Quoted passage:

◆ ◆ ◆ ◆

10 Best Reposado Tequilas: Shopping and User Guide

ArteNOM Selección de 1414 Reposado is, without a doubt, our choice for the best reposado tequila. 

Made at a century-old distillery, using traditional methods mixed with modern technology, this reposado is truly one of the best tequilas around. It’s the perfect choice to sip or mix in your next cocktail.

Blanco tequilas are strong (and not always in a good way). Their flavors tend to overpower most mixers. Añejo (meaning “old,” or vintage) tequilas are expensive and meant to be enjoyed slowly.

What’s just right for tequila cocktails are the reposado, or rested, tequilas. These tequilas feature mellowed-out flavors that compliment your mixer, but also stand well on their own.

Aged in oak barrels from 2 months to one year, reposados have a more balanced blend of pepper alongside citrus and mellow, toasty vanilla.

It all means reposado tequilas are a must-have to slay it at your next cocktail party — whether your preferred mixed drink is a classic margarita, a paloma, or some other concoction devised by your favorite mixologist. Or, even better, a creation from your own bar laboratory at home.

But reposados aren’t just for mixing. With rich flavors, not unlike whiskey, many reposados offer a unique complexity and meaty richness. It sometimes seems a shame to hide this exceptional quality beneath fruit juice.

◆ ◆ ◆ ◆

Exercises:
1 – According to the reposado tequila guide, how long are reposados aged in oak barrels?
2 – Pick up the reposado tequila guide after its last sentence and keep writing it.

Supplied data:
◆ ◆ ◆ ◆

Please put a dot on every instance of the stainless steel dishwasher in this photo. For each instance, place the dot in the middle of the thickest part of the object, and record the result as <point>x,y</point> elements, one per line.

◆ ◆ ◆ ◆

Results of the tasks:
1 – From 2 months to one year.

2 –
So whether you’re new to reposados, or a cocktail-mixing veteran looking for inspiration, check out our top picks for the best reposados on the market.

Sip them, mix them, and of course, don’t forget to enjoy them.

The Reposado Tequilas We RAVE About

ArteNOM Seleccion de 1414 Reposado
Best Top-Shelf Reposado Tequila
ArteNOM Selección de 1414 Reposado
Tres Generaciones Reposado
Best Mid-Shelf Reposado Tequila
Tres Generaciones Reposado
Cabrito Reposado Tequila
Best Budget Reposado Tequila
Cabrito Reposado Tequila

Like a lot of things in life, people tend to divide their taste in booze into categories: sweet or dry, brown or clear, fermented or distilled.

And when it comes to tequila, the basic categories are these: blanco, reposado, or añejo.

Reposado tequilas are sometimes thought to be a safe choice for a tequila drinker. Reposado means “rested” — mellowed out, middle-of-the-road. In other words, these tequilas offer mild flavors best suited for cocktails. But reposados are aged up to 12 months in oak barrels, meaning that they also have a lot to offer on their own.

Blanco tequilas are young, temperamental, and hard to handle. They’re feisty and alive. A slap instead of a hug.

Reposados are a little more mature, well-rounded, and balanced. All of this adds a richness and complexity to the flavor that’s sometimes missing from blancos.

Reposado tequilas are a little more expensive than blancos, but nevertheless they’re an excellent middle ground between the 3 main types of tequila now standard in most brands’ line-up.

100% Agave vs. Mixto

According to Mexican law, all tequila is required to be produced, bottled, and inspected in Mexico. In order to be labeled as tequila, the spirit must contain at least 51% Weber blue agave.

High-end tequila is 100% Weber blue agave. Everything else is a mixto, or tequila that is not 100% agave. Mixtos are blended with sugar and water during distillation.

Tequila is distilled in either pot or column stills until it reaches around 110 proof. Before bottling, the distillate is cut with water. This creates the bottling strength, which is usually around 80 proof, or 40% alcohol by volume (ABV).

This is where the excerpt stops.